(Region pointing data)
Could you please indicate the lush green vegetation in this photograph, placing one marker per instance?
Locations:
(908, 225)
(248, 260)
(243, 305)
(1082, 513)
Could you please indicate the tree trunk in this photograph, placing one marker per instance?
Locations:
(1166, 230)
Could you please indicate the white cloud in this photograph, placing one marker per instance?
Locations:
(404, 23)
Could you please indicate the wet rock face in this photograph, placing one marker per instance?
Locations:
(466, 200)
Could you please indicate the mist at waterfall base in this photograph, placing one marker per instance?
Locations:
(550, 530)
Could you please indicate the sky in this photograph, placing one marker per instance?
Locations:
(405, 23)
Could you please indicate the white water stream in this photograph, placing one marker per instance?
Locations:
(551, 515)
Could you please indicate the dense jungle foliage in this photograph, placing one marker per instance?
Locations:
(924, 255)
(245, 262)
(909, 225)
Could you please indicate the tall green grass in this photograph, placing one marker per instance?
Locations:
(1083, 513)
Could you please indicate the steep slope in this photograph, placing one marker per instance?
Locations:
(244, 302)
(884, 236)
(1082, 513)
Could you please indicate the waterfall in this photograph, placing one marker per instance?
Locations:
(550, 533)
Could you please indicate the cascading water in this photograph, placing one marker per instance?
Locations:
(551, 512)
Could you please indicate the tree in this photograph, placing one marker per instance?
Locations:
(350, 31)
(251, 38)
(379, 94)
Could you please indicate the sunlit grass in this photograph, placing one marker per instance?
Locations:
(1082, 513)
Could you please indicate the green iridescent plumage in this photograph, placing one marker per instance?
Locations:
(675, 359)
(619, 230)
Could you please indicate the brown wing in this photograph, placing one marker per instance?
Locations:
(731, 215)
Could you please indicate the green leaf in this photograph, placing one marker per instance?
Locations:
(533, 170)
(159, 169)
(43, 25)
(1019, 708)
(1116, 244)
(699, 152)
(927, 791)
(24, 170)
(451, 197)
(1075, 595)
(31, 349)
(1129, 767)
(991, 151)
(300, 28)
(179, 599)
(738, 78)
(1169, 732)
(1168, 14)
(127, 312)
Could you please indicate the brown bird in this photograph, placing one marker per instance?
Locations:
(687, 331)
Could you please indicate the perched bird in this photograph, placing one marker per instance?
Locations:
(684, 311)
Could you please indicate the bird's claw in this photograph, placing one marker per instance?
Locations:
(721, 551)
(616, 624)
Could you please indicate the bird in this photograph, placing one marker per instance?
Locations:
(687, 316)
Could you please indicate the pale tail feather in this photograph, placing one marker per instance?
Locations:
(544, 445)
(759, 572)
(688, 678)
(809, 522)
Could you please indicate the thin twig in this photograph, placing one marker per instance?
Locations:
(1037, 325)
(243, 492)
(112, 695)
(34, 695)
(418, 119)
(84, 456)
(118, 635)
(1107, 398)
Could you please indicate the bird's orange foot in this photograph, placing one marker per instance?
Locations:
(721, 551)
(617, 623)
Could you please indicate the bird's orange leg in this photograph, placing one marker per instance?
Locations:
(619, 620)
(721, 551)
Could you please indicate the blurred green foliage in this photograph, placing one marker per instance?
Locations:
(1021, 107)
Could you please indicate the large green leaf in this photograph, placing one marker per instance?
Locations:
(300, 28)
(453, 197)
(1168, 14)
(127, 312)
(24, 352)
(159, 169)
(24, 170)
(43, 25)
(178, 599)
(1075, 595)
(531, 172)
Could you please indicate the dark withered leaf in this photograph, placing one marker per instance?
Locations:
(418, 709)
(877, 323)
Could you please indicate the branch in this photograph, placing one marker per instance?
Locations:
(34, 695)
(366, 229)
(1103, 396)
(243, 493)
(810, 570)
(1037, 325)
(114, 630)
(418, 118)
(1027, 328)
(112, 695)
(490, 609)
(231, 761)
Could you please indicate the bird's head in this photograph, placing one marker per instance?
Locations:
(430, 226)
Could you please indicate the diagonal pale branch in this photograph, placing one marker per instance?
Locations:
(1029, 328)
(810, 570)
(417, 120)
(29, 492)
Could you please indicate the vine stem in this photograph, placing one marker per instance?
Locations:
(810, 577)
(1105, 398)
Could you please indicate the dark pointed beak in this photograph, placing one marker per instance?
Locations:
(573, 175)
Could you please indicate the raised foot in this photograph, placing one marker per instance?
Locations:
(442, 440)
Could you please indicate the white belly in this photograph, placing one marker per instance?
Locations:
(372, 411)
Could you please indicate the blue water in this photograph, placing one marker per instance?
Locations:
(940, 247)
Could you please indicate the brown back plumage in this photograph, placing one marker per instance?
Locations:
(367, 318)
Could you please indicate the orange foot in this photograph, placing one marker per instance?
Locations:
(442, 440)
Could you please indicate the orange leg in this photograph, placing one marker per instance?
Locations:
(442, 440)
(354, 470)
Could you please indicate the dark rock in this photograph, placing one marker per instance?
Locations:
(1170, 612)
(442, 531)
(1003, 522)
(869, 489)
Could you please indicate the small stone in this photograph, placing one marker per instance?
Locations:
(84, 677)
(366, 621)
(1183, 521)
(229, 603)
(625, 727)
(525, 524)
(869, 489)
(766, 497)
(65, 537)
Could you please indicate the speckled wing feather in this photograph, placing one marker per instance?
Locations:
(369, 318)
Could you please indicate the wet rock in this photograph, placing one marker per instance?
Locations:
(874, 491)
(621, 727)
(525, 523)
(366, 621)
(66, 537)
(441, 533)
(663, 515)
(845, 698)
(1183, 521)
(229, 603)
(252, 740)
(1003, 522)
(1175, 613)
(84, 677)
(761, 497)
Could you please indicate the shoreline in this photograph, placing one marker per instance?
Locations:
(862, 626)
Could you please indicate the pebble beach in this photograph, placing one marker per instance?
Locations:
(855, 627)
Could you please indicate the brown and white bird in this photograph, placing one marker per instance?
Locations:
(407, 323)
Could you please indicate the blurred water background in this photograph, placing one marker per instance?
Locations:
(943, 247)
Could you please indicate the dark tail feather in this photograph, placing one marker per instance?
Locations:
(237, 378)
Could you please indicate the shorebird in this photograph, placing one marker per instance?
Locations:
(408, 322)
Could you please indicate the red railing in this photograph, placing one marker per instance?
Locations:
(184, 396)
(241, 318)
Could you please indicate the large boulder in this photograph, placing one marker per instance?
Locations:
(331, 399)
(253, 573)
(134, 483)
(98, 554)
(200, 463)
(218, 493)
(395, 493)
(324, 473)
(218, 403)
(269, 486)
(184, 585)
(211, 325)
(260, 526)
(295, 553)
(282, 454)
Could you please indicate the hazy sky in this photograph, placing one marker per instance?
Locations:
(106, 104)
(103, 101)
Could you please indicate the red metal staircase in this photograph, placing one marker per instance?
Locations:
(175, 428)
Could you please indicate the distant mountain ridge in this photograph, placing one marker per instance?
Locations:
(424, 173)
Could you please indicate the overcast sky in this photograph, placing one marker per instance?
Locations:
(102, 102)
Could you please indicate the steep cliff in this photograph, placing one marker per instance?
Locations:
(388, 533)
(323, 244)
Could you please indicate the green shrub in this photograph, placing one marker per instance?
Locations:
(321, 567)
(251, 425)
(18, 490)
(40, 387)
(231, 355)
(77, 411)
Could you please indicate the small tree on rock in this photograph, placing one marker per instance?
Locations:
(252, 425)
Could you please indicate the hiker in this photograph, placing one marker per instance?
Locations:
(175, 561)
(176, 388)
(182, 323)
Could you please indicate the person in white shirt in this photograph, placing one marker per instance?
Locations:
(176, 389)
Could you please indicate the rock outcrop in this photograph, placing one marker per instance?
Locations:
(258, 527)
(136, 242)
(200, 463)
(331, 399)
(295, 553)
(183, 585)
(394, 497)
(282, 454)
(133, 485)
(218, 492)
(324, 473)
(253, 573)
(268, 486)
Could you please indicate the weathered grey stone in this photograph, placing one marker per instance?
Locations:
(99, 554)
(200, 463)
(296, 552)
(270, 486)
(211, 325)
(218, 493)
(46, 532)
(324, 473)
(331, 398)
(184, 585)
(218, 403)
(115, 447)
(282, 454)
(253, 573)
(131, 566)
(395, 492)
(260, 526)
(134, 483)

Problem requirements. What lines above hold the word "rock"? Pull each one out.

Your response.
Could you please indicate the wet rock face in this photograph, placing one marker per instance?
Could you please indicate the dark rock in this photograph, placing one marker per instance?
Could you please indicate the wet rock in this photograph, placing one marker per instance?
Could you please indicate the small tree on rock in this photograph, placing one marker per instance?
Could you please indicate the rock outcrop in this photograph, placing one marker per instance?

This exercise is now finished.